[SUPPLIED MATERIAL]
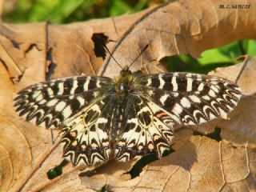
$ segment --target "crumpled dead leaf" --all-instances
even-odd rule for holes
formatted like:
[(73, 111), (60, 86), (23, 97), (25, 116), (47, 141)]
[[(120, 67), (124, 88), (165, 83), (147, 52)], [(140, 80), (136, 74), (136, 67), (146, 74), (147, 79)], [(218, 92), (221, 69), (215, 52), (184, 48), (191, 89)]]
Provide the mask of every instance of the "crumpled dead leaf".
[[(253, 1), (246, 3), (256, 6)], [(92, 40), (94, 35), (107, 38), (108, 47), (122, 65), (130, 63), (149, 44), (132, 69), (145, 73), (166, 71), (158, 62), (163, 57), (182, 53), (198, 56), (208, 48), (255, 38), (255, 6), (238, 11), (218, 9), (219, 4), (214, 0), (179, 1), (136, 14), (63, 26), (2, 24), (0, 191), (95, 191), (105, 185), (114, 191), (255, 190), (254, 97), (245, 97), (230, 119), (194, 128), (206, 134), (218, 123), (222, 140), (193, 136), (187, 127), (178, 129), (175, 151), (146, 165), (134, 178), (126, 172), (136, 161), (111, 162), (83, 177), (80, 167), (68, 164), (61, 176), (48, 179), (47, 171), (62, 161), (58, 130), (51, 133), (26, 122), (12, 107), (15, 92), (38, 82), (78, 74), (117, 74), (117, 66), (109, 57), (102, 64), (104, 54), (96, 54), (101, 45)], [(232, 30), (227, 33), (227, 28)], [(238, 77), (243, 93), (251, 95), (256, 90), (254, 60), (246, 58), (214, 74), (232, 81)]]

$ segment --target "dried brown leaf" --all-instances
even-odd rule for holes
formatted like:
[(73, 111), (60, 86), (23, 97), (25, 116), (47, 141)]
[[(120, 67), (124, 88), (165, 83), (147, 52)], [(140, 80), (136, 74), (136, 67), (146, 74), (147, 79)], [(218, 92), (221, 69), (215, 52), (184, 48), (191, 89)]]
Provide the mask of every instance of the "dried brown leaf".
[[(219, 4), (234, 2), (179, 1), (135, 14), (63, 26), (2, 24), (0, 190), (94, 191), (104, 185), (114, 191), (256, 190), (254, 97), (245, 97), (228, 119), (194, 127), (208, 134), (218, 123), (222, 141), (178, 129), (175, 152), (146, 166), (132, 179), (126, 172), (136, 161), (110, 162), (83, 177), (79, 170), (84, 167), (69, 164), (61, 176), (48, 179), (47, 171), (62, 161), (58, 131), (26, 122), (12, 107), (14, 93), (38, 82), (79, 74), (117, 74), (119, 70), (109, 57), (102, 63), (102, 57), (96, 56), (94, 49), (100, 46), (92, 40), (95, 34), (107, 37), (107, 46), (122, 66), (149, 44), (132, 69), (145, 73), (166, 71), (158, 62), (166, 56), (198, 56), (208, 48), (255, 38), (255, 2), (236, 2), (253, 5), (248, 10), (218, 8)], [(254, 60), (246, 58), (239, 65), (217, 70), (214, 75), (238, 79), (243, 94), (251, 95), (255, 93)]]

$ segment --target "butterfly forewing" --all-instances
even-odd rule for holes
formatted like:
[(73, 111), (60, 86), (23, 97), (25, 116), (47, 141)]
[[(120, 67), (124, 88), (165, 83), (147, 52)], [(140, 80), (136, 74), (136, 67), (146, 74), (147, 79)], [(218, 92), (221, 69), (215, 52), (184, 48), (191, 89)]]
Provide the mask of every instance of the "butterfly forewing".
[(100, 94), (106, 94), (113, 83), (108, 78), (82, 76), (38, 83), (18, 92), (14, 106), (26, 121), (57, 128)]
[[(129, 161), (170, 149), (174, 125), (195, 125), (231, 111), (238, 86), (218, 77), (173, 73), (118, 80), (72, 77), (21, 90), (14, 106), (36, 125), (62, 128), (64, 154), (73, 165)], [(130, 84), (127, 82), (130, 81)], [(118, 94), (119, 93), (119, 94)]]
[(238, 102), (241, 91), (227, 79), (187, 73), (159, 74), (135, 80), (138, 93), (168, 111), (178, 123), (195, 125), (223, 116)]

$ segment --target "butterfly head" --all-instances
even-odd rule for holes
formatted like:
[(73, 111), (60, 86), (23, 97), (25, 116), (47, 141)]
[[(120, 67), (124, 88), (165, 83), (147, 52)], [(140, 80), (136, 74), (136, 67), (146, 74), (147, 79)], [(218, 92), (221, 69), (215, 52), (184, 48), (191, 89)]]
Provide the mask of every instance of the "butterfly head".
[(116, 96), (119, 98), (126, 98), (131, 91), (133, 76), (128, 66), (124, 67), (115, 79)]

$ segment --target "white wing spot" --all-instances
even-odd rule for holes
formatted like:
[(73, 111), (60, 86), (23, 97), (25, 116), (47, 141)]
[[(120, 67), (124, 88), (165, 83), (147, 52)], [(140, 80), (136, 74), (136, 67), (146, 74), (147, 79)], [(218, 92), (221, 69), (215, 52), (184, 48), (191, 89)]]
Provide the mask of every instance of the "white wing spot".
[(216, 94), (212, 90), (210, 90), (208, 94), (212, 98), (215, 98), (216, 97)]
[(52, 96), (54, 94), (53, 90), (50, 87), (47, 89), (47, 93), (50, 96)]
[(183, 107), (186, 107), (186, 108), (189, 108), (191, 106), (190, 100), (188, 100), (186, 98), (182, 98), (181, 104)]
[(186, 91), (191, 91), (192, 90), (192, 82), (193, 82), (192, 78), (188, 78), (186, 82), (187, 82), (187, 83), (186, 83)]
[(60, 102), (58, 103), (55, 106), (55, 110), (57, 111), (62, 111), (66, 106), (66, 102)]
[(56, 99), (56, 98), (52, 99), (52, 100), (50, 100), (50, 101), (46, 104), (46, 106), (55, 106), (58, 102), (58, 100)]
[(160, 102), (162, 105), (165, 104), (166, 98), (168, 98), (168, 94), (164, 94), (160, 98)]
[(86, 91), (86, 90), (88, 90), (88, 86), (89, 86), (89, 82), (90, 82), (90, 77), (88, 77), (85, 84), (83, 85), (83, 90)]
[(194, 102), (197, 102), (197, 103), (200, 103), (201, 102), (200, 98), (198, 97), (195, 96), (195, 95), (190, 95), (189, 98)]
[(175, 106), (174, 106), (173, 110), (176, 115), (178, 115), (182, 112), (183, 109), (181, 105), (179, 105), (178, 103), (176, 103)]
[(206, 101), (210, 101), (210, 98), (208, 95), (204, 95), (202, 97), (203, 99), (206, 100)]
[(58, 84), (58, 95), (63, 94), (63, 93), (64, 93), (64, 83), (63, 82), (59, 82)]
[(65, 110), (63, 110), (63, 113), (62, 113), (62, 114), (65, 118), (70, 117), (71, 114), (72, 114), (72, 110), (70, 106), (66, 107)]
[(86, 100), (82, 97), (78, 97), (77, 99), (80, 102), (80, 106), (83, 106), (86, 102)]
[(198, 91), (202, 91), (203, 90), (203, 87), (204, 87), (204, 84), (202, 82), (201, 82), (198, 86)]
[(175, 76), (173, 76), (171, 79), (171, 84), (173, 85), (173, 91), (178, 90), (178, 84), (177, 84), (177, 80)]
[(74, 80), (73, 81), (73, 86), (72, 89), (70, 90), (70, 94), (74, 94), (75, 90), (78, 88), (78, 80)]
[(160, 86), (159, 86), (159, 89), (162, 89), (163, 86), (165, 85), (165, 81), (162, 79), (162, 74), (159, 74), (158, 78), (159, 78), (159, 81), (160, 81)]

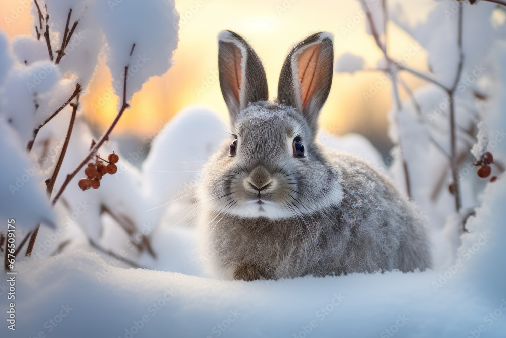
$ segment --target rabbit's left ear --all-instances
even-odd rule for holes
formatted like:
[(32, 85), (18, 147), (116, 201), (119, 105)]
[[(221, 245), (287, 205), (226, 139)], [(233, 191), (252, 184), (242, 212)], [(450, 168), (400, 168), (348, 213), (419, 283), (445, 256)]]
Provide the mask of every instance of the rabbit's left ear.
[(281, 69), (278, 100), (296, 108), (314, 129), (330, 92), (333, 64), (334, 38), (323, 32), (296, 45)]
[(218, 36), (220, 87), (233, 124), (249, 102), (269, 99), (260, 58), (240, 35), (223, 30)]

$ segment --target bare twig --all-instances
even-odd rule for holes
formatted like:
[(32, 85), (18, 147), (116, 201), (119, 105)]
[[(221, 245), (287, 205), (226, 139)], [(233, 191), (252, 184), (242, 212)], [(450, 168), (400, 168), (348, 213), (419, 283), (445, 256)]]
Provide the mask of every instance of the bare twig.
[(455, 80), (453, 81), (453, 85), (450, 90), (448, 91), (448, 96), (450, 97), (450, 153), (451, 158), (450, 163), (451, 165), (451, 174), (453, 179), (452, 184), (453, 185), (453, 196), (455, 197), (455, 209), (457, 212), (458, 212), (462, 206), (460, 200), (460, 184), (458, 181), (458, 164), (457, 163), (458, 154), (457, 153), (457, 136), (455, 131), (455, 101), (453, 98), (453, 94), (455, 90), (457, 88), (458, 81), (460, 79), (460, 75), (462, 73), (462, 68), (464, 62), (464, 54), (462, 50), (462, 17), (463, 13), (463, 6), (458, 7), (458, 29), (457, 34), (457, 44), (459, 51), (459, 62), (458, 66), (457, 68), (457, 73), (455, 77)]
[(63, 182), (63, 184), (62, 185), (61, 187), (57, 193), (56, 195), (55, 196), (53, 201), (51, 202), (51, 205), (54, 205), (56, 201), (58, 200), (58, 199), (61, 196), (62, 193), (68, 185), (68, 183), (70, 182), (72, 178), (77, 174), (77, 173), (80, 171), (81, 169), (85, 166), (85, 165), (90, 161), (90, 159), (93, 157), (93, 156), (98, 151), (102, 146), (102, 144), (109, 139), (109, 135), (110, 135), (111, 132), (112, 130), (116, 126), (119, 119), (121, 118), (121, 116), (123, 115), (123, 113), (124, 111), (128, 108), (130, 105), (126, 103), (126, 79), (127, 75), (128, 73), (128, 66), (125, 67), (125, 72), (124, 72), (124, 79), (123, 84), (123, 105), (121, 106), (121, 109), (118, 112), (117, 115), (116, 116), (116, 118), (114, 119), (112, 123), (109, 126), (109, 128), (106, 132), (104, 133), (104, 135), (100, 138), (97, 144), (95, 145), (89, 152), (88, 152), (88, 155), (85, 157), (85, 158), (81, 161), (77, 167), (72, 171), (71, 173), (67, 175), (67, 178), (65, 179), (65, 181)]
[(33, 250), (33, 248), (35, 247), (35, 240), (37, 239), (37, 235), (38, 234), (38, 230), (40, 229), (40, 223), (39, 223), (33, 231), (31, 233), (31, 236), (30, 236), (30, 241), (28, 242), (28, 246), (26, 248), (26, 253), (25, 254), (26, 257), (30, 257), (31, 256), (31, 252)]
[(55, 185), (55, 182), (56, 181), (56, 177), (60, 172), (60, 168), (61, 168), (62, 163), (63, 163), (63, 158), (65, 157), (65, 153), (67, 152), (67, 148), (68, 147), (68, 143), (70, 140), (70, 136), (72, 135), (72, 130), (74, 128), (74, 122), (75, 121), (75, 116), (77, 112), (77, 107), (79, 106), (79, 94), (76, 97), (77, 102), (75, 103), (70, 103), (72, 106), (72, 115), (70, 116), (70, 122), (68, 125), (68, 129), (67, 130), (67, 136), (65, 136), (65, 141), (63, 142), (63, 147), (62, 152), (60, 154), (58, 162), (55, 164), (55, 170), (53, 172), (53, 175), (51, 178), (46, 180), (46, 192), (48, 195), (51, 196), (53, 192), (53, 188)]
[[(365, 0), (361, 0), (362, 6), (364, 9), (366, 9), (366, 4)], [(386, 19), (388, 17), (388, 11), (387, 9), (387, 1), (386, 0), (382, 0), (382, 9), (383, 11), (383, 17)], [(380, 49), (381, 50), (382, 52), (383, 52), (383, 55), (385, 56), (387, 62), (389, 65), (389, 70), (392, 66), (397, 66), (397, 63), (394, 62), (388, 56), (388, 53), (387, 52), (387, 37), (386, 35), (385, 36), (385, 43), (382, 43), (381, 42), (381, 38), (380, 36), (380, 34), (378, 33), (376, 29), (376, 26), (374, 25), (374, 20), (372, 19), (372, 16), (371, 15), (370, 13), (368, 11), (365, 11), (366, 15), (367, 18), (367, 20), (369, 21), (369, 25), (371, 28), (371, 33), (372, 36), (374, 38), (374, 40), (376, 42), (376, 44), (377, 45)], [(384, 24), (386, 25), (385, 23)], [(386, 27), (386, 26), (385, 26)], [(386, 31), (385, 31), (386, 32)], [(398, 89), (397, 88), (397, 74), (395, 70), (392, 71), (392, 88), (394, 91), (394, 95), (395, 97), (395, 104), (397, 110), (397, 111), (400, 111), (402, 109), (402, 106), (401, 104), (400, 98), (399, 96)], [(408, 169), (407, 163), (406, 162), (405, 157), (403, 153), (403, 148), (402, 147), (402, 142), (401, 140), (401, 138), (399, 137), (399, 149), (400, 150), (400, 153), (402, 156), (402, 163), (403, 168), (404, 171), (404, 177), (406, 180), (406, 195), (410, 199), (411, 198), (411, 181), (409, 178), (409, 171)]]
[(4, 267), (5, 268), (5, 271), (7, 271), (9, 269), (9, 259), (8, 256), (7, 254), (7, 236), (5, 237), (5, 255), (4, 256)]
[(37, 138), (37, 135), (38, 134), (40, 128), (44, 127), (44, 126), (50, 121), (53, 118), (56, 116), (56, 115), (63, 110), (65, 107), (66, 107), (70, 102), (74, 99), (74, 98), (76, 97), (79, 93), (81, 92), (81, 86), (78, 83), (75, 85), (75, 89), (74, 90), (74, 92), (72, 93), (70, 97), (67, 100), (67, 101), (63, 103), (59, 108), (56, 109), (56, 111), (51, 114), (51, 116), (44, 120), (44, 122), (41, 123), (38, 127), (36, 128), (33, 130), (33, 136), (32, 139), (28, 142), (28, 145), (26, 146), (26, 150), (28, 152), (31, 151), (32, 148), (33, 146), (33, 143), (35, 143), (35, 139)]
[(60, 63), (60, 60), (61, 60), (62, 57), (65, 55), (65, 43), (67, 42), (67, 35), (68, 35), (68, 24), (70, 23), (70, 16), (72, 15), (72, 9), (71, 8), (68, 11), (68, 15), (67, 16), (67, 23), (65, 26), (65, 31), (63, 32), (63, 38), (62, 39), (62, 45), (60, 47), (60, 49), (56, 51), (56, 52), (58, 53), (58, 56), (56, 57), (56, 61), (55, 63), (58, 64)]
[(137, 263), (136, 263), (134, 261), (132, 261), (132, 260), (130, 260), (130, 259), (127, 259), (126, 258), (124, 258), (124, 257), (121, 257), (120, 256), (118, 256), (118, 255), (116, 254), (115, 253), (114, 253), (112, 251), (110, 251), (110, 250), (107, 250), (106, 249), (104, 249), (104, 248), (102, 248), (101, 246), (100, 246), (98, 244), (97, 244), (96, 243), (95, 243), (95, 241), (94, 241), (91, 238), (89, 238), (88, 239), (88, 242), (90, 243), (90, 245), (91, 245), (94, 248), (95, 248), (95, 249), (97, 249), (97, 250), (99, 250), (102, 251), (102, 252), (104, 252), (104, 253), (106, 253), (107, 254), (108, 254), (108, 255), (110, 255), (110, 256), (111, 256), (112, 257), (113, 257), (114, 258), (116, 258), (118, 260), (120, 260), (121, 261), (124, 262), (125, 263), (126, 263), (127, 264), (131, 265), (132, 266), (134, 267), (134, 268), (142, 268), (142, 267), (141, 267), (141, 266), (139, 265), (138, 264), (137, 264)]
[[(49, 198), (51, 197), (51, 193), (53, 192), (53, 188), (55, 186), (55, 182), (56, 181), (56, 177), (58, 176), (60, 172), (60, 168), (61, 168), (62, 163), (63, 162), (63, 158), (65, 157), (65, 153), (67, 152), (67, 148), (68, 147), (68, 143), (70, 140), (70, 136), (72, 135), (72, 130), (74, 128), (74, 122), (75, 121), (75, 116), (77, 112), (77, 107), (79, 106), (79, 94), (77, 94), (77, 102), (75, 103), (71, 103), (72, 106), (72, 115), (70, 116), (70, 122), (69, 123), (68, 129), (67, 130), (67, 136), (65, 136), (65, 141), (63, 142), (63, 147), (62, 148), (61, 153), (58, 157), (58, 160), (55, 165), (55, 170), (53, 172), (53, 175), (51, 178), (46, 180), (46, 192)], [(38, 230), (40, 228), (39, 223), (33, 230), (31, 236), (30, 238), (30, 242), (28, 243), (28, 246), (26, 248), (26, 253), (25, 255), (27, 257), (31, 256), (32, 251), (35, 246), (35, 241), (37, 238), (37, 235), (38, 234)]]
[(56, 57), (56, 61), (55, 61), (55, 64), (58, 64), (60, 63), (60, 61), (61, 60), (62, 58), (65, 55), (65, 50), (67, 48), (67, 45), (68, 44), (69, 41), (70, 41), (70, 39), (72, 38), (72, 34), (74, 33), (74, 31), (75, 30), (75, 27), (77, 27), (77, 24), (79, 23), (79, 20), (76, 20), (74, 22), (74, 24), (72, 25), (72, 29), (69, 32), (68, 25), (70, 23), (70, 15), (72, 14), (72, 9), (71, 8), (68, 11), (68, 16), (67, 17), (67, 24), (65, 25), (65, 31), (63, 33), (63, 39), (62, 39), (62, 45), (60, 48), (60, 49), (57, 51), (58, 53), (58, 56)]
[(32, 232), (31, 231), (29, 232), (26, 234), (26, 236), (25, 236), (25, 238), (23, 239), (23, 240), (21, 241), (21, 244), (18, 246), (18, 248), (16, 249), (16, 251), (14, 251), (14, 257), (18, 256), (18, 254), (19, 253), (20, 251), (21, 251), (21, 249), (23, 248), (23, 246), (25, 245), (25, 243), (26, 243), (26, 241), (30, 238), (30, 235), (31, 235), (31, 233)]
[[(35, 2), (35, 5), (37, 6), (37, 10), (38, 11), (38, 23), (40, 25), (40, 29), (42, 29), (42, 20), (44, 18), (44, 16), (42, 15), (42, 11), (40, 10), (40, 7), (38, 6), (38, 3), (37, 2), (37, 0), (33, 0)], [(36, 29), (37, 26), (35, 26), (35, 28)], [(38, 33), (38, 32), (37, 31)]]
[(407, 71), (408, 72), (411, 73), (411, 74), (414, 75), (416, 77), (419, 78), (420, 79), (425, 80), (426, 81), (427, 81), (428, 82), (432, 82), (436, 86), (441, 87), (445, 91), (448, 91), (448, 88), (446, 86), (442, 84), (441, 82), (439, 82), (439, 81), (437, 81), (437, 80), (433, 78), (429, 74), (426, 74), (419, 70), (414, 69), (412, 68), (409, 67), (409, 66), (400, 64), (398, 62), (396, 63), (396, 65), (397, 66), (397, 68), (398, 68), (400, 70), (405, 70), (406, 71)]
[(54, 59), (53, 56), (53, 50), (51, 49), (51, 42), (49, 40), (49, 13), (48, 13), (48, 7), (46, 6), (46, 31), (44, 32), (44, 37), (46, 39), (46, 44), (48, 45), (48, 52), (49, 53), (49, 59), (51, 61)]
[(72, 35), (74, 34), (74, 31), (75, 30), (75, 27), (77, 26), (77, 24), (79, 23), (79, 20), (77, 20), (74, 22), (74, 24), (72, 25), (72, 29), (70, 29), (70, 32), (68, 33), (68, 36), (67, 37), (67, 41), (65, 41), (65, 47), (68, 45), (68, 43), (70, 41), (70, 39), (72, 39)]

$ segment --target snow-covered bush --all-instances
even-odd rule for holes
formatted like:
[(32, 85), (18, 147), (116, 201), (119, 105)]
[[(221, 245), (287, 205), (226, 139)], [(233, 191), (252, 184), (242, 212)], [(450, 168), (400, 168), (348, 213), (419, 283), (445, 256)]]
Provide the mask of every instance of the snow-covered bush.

[WORK TO DO] Print the line containing "snow-covered bush --all-instances" and every line after it to the end of the records above, exactly as written, and nothing else.

[COMPLETE ANSWER]
$ segment --target snow-covered bush --all-instances
even-odd rule for holes
formatted like:
[(32, 85), (18, 147), (116, 201), (119, 105)]
[[(221, 245), (287, 205), (226, 139)], [(233, 191), (252, 184), (242, 212)], [(450, 168), (400, 168), (348, 213), (419, 283), (445, 256)]]
Provide the mask of every instance of the snow-covered bush.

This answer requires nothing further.